- **TASK PROMPT**
Every entry, exactly as given, must be retyped.
***** ENTRIES SHOWN
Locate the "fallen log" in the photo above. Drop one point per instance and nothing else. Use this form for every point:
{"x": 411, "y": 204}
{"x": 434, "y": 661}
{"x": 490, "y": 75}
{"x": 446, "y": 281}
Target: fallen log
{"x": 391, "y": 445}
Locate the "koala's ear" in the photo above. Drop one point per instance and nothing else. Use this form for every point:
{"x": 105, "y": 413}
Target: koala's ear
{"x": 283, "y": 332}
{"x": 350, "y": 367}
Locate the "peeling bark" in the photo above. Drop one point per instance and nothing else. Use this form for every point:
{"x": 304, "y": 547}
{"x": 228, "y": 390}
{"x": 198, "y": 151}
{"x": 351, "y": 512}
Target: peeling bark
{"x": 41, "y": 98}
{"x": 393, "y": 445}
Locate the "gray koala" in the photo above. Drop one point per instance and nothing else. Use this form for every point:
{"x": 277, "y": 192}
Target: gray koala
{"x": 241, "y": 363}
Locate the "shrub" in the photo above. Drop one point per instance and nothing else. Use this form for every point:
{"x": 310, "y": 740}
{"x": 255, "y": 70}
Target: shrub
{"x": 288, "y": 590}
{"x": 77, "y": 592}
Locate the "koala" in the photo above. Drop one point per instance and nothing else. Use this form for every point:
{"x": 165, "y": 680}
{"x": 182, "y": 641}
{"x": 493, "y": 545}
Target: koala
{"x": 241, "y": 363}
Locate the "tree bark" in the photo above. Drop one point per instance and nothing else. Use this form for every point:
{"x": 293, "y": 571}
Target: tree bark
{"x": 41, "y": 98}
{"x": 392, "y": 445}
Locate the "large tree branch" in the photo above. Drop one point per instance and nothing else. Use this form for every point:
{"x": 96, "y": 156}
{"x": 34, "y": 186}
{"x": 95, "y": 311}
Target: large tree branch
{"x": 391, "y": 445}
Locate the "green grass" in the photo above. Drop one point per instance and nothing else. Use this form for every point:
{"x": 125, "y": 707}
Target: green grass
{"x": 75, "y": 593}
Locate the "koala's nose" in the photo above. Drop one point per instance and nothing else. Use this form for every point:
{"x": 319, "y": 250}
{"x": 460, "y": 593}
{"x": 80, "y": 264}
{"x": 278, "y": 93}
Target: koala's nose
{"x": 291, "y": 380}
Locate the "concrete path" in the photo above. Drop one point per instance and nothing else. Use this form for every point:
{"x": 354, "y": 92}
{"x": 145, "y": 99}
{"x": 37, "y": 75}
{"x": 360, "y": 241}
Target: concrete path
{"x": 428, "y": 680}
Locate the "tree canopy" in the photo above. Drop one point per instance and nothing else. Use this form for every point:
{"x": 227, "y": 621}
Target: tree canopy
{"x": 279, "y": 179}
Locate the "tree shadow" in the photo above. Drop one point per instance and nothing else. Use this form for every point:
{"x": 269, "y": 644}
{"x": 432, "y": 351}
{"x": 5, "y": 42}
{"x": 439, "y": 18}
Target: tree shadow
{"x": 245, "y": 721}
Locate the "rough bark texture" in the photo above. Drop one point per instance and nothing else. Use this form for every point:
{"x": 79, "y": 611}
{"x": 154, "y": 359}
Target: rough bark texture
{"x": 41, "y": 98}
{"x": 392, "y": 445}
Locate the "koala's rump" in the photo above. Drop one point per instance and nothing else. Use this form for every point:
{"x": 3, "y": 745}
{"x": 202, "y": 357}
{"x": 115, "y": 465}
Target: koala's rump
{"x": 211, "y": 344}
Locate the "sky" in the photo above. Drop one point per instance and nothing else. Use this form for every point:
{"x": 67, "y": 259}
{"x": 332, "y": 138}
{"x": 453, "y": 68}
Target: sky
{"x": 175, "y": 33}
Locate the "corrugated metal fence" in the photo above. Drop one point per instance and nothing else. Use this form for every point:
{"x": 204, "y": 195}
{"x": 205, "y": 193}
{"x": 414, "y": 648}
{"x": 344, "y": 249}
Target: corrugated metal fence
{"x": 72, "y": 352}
**********
- **SOLUTION**
Locate the "fallen log" in the photo above. Drop one point per instance and nothing else. Use this form for every point:
{"x": 411, "y": 204}
{"x": 434, "y": 661}
{"x": 490, "y": 75}
{"x": 446, "y": 281}
Target: fallen log
{"x": 391, "y": 445}
Locate the "koala's ear" in the photo above. Drop one point per instance and nothing else. Use this form for every point:
{"x": 105, "y": 413}
Target: koala's ear
{"x": 283, "y": 332}
{"x": 350, "y": 367}
Locate the "peeling bark" in the photo above. Drop one point per instance and nothing else. Use this form for every point:
{"x": 304, "y": 547}
{"x": 228, "y": 390}
{"x": 198, "y": 151}
{"x": 351, "y": 512}
Target: peeling bark
{"x": 41, "y": 98}
{"x": 393, "y": 445}
Locate the "gray koala" in the photo above. Drop one point per instance and nothing else. Use this form for every point:
{"x": 277, "y": 192}
Target: gray koala
{"x": 241, "y": 363}
Locate the "shrub" in the photo above. Drop one point per instance and nothing else. Use this form for every point:
{"x": 310, "y": 740}
{"x": 255, "y": 70}
Target: shrub
{"x": 288, "y": 590}
{"x": 77, "y": 592}
Locate the "koala" in the photo above. Drop one point per instance and nothing else. Use this form for every point:
{"x": 165, "y": 680}
{"x": 182, "y": 641}
{"x": 493, "y": 545}
Target: koala
{"x": 241, "y": 363}
Locate the "tree bark" in the photo above. Drop one point per instance and nothing else. Use this form for every point:
{"x": 293, "y": 571}
Target: tree bark
{"x": 41, "y": 98}
{"x": 392, "y": 445}
Locate the "large tree branch" in the photo above. Drop one point per instance and nothing else. Use this form for every point:
{"x": 96, "y": 156}
{"x": 34, "y": 186}
{"x": 95, "y": 311}
Target: large tree branch
{"x": 391, "y": 445}
Locate the "green grass" in the photo above. Drop one point per instance and nothing else. Use this form for every point:
{"x": 125, "y": 707}
Target: green grass
{"x": 75, "y": 593}
Locate the "koala's nose" in the photo above. Drop one point per instance and nothing else. Use this form for every point:
{"x": 319, "y": 250}
{"x": 460, "y": 593}
{"x": 80, "y": 264}
{"x": 278, "y": 93}
Target: koala's nose
{"x": 291, "y": 380}
Locate the "concrete path" in the photo above. Drop one point per instance and nothing else. Use this form for every point:
{"x": 354, "y": 92}
{"x": 145, "y": 99}
{"x": 37, "y": 75}
{"x": 360, "y": 241}
Target: concrete path
{"x": 428, "y": 680}
Locate the "tree canopy" in the photo above. Drop one point per instance and nothing else. Use this form for every point:
{"x": 227, "y": 621}
Target: tree canopy
{"x": 279, "y": 179}
Locate the "tree shadow" in the photo above. Drop one point per instance and nothing else. Use this form for every point:
{"x": 269, "y": 644}
{"x": 432, "y": 351}
{"x": 5, "y": 42}
{"x": 439, "y": 18}
Target: tree shadow
{"x": 245, "y": 721}
Locate the "rough bark texture" in the photo above. Drop one point per instance and nothing else. Use this form for every point:
{"x": 79, "y": 611}
{"x": 154, "y": 359}
Target: rough bark texture
{"x": 41, "y": 98}
{"x": 392, "y": 445}
Locate the "koala's rump" in the photo above. Drop one point per instance and nothing else. Use this form for every point:
{"x": 3, "y": 745}
{"x": 202, "y": 357}
{"x": 115, "y": 465}
Target: koala's rump
{"x": 211, "y": 344}
Locate the "sky" in the photo above. Drop one point per instance and nothing else. Use this form for every point:
{"x": 67, "y": 259}
{"x": 332, "y": 138}
{"x": 453, "y": 68}
Target: sky
{"x": 175, "y": 33}
Locate the "corrugated metal fence" in the photo above. Drop one point per instance and nothing else. Use this form for every point:
{"x": 204, "y": 195}
{"x": 205, "y": 193}
{"x": 414, "y": 648}
{"x": 344, "y": 249}
Target: corrugated metal fence
{"x": 72, "y": 352}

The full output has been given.